***** PASSAGE SHOWN
And yet we know that Goliath is going to lose. The biblical author is setting us up for this across the whole story, all 58 verses of it. In fact, so weighted against Goliath is the story that when it comes to the actual conflict itself, the battle is accounted for in a single verse. As far as the biblical author is concerned, there is no contest. If there is an underdog in this story it is Goliath, because what really matters is not David’s deed, but the words he says and what they tell us about what it means to be a person of biblical faith. As the commentator Walter Brueggemann puts it, “Goliath did indeed have the whole armour, but it was not ‘the whole armour of God’.”
The striking thing about David’s defeat of Goliath isn’t his skill as a slingshot marksman, although that will have come in useful as a shepherd boy; it’s the boldness of his speeches and the way in which his attitude to the military predicament of the Israelites is grounded in his faith in the one he calls “the living God.” Whether it’s before King Saul or before Goliath, David is unafraid to voice his trust and confidence in God, something which the Saul is unable to do (and which maybe the cause of his military crisis), and something which Goliath, with his faith in the gods of the Philistines, cannot do. Whether David is addressing the King of Israel or the Champion of the Philistines, he will name and claim the Lord God. David knows that the one he calls “the living God”, and “the Lord of Hosts, the God of the armies of Israel” has not only made a solemn covenant promise to be the God of Israel, but has also been faithful to that promise in military victories in the past. Faced with the might of the “Lord of hosts” and the “God of armies”, Goliath and his gods do not stand a chance.
What this story is written for is to remind us that, first, God is faithful to his promise, and that there is a God who can deliver and rescue; and second, that David, not Saul, is the one through whom God will fulfil his promise, for David is the one who trusts in the Lord. Remember: the Lord Jesus Christ is “the Son of David”, not the “Son of Saul.”
So here are a couple of reflections for us to ponder. One is about the importance of faith-speech, about not just internal believing but public proclamation of the reality of the living God. This is what David is able to do and, as far as the person who has crafted this story together in such a compelling way is concerned, this is what stands out in David.
**********
***** INFORMATION PROVIDED
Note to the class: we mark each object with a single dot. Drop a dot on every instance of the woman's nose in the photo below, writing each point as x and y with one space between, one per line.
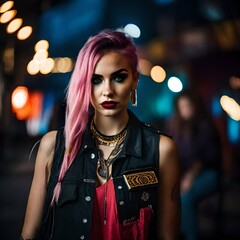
107 88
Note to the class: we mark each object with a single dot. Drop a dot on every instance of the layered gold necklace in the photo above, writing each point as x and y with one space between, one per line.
110 141
115 141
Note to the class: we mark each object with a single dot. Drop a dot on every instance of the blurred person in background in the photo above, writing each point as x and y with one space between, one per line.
106 175
199 150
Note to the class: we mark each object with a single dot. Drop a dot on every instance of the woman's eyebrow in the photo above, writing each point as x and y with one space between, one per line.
112 74
119 71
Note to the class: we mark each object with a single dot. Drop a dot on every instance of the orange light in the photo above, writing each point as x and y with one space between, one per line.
6 6
20 102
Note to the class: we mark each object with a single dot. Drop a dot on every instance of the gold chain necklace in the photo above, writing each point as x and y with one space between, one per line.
108 140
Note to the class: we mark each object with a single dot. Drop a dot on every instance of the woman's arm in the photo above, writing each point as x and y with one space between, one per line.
37 193
169 190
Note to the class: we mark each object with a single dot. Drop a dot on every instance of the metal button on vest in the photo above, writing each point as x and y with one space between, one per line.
88 198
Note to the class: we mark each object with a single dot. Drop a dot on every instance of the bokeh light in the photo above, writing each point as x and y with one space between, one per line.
14 25
6 6
8 16
133 30
158 74
24 33
175 84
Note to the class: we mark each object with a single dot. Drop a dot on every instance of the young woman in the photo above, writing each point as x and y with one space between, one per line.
106 175
199 152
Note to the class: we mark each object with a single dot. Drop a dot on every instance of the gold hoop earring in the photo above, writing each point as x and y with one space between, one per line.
134 97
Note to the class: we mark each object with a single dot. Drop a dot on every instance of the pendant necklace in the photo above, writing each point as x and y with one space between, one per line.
115 141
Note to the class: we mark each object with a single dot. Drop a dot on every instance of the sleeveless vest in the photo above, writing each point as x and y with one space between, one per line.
71 217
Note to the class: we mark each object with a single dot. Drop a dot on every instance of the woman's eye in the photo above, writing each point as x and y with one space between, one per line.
119 77
96 80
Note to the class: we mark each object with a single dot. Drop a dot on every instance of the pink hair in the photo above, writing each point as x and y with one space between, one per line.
80 87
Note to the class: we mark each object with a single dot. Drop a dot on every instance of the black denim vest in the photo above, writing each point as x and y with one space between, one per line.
71 217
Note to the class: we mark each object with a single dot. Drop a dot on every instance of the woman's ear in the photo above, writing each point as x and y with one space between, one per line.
135 80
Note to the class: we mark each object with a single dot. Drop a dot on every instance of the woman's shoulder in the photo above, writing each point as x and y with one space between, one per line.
167 150
48 141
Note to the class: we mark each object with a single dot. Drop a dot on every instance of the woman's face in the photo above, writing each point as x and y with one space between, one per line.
186 108
112 83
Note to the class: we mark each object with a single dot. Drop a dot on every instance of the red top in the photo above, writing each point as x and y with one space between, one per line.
137 230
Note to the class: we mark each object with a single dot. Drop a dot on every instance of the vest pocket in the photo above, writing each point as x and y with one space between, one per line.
138 229
68 194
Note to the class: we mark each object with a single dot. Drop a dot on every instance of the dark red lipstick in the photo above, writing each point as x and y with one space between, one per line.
109 104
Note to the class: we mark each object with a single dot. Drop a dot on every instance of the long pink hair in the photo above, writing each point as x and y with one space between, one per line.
80 88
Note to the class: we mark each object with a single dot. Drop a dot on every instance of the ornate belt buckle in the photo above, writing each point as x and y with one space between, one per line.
140 178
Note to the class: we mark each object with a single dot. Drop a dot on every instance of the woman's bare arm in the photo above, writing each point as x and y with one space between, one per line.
37 193
169 190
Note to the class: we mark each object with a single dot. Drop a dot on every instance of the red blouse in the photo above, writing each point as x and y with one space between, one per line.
137 230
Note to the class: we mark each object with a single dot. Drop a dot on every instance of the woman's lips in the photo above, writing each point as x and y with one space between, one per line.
109 104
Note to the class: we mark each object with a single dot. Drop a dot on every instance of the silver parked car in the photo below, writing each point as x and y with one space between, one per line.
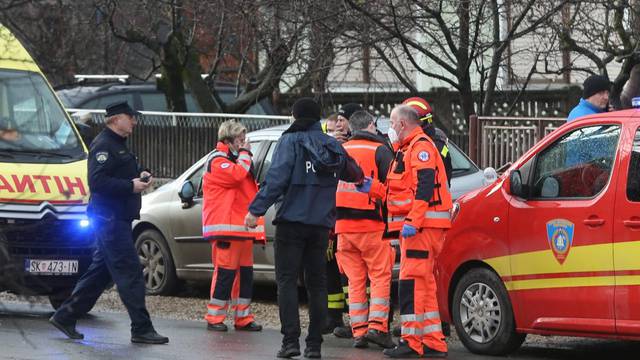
169 232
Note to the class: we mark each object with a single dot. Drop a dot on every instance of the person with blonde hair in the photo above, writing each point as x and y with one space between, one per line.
228 187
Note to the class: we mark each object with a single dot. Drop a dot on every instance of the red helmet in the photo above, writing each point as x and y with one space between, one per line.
421 106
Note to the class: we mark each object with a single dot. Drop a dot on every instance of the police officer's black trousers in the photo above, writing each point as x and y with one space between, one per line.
301 247
114 259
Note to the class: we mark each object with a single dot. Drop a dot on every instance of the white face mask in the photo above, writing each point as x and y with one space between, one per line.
393 135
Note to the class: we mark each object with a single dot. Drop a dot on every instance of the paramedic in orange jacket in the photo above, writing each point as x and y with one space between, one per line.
228 188
418 201
361 251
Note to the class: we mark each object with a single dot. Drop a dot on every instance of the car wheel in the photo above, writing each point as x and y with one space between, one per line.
483 316
159 272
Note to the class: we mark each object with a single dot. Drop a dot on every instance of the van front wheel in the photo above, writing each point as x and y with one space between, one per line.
483 315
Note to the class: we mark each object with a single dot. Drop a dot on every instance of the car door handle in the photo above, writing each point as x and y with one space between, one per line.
593 222
632 223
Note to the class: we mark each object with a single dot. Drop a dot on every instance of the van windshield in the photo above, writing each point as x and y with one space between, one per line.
32 120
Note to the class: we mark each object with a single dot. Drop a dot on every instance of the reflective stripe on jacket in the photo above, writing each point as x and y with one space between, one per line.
228 188
356 211
421 202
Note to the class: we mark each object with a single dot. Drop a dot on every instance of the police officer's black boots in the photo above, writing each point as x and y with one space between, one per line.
401 351
69 330
150 337
334 320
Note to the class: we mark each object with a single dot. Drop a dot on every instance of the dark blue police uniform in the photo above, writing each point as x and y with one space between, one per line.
112 207
302 179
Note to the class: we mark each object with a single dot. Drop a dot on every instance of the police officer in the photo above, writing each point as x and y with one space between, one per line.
116 182
303 176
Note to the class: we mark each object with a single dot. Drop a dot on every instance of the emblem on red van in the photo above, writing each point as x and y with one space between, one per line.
560 236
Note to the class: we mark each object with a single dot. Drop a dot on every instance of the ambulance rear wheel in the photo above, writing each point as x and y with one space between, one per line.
483 315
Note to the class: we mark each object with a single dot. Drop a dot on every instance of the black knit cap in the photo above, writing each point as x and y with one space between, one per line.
594 84
348 110
306 109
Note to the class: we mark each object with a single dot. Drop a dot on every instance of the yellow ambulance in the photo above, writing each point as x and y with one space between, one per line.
45 239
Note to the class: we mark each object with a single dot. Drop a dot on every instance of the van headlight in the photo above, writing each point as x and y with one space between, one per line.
454 211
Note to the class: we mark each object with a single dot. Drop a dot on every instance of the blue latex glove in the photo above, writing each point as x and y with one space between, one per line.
408 231
365 186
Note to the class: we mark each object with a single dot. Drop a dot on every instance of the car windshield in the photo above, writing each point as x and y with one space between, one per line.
31 119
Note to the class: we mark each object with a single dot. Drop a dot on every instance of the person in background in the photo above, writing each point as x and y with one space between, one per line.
329 126
425 112
229 184
362 254
115 182
595 97
303 178
342 132
337 282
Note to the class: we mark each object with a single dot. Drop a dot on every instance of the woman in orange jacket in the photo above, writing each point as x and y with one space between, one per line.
228 188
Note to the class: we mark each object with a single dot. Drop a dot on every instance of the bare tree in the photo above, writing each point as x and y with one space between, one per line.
453 42
603 37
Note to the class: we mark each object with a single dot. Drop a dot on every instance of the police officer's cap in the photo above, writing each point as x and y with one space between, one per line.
120 107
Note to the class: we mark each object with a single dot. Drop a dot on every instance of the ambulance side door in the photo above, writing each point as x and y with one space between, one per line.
561 234
626 235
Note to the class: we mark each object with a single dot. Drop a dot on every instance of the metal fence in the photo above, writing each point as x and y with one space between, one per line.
168 143
497 141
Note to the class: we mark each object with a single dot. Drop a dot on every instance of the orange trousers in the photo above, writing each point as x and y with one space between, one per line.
419 312
362 256
232 283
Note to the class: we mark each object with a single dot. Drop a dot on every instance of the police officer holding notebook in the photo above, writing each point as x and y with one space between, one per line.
116 183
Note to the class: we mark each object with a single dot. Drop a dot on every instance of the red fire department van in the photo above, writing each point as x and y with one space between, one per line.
553 246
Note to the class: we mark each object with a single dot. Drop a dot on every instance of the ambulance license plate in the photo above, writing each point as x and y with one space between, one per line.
51 267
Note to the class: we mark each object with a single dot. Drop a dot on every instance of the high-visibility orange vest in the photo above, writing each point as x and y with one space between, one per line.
228 189
356 211
417 151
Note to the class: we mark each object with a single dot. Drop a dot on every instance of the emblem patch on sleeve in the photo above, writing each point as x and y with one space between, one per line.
423 155
102 156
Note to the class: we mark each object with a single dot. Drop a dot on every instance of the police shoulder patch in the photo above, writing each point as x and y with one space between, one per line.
423 155
102 157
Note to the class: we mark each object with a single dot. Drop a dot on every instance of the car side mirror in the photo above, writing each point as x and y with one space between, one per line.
516 188
186 194
85 132
550 188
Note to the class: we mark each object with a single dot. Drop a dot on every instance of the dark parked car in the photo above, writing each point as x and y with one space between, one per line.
142 97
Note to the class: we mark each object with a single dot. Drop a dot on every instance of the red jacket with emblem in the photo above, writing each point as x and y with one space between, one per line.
228 189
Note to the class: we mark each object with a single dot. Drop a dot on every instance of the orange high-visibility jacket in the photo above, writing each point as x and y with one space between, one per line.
228 188
356 211
410 197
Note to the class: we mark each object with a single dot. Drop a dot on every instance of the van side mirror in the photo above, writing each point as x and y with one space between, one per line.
85 131
186 194
516 188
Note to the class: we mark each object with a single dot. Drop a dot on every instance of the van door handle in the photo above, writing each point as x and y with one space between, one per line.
632 223
593 222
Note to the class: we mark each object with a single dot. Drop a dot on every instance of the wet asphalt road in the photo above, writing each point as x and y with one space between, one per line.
26 334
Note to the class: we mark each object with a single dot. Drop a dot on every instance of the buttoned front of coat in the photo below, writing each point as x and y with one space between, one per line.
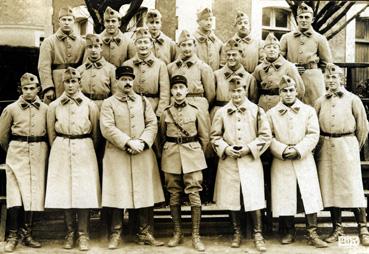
26 162
295 126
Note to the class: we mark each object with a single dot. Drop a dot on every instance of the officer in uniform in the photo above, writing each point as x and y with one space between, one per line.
208 45
343 131
185 136
294 177
23 137
117 47
269 74
59 51
310 51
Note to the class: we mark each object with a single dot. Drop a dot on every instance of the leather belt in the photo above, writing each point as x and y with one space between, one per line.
64 66
336 135
29 139
81 136
181 140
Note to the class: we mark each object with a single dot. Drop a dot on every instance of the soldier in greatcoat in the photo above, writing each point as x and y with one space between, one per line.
130 171
117 47
310 52
59 51
294 176
208 45
269 73
343 132
240 133
73 178
184 138
23 137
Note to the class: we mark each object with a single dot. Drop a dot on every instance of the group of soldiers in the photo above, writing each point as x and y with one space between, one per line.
121 104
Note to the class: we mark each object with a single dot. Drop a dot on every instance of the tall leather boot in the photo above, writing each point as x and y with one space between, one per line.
236 241
196 219
12 240
289 236
336 217
115 228
258 236
26 231
313 237
69 219
145 234
83 223
360 215
177 238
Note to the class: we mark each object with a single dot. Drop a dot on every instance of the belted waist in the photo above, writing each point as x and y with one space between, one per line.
81 136
182 140
273 91
64 66
96 97
29 139
336 135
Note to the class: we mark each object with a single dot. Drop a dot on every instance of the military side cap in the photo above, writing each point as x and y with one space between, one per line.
271 39
124 71
204 14
65 11
286 81
70 73
28 78
304 8
111 13
93 39
153 14
178 79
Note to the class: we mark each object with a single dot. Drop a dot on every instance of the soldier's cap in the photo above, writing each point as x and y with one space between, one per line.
92 39
304 8
178 79
240 16
142 32
271 39
232 45
153 14
333 69
286 81
204 14
65 11
124 71
111 13
185 36
70 73
28 78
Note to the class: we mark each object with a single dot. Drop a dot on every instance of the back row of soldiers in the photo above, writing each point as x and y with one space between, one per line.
240 130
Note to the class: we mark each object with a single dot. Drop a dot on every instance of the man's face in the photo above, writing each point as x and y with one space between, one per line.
233 57
272 51
143 46
304 21
243 26
205 24
112 25
125 84
238 94
187 48
30 91
154 26
179 92
66 23
288 94
93 51
71 86
332 81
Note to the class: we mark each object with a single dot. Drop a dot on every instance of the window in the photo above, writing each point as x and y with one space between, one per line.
276 20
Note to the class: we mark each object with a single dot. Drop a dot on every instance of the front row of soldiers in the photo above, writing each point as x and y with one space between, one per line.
240 133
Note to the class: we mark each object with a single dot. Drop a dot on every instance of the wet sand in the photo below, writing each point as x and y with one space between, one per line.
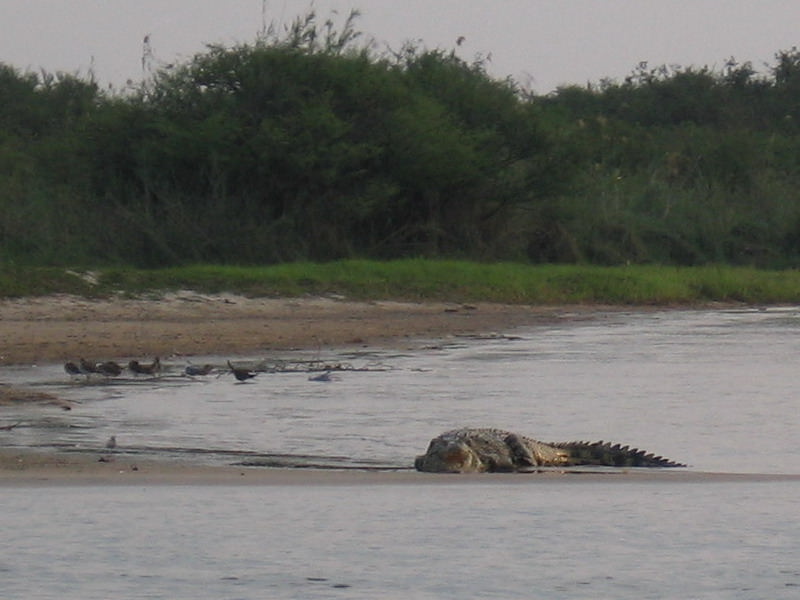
59 328
35 469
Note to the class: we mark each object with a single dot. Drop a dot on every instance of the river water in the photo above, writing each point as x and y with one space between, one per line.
714 389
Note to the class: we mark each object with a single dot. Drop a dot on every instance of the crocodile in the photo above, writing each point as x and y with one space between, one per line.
487 450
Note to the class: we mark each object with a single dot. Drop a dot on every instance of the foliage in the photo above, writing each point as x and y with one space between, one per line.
418 280
308 145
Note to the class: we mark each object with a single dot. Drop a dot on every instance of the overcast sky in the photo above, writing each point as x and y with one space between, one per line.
540 43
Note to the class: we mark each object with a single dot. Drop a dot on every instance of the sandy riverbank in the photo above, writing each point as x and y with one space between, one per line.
32 469
60 328
56 329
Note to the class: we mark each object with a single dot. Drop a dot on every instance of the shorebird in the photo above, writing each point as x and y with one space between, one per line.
72 369
326 376
153 368
241 374
87 368
192 370
109 369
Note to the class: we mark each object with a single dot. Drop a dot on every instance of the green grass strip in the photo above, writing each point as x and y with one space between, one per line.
420 280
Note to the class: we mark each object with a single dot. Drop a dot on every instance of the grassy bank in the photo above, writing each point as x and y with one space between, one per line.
420 280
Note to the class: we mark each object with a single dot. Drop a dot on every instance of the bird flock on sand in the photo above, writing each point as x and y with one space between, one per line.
109 369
**********
Copy word for word everything in the passage about David and Goliath from "What this story" down to "out in David.". The items have no connection to the passage about David and Goliath.

● RESULT FOR THIS EXERCISE
What this story is written for is to remind us that, first, God is faithful to his promise, and that there is a God who can deliver and rescue; and second, that David, not Saul, is the one through whom God will fulfil his promise, for David is the one who trusts in the Lord. Remember: the Lord Jesus Christ is “the Son of David”, not the “Son of Saul.”
So here are a couple of reflections for us to ponder. One is about the importance of faith-speech, about not just internal believing but public proclamation of the reality of the living God. This is what David is able to do and, as far as the person who has crafted this story together in such a compelling way is concerned, this is what stands out in David.